#### Supplied entries
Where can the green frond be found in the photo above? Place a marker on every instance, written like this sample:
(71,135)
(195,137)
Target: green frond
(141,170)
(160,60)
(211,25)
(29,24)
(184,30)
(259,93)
########
_Work instructions_
A complete, exact transcription of the data above is required.

_Solution_
Where can the green frond be found in the photo above? Place a marker on every instance, written like this sample:
(71,135)
(195,137)
Target: green frond
(141,170)
(160,60)
(211,25)
(29,24)
(184,30)
(259,93)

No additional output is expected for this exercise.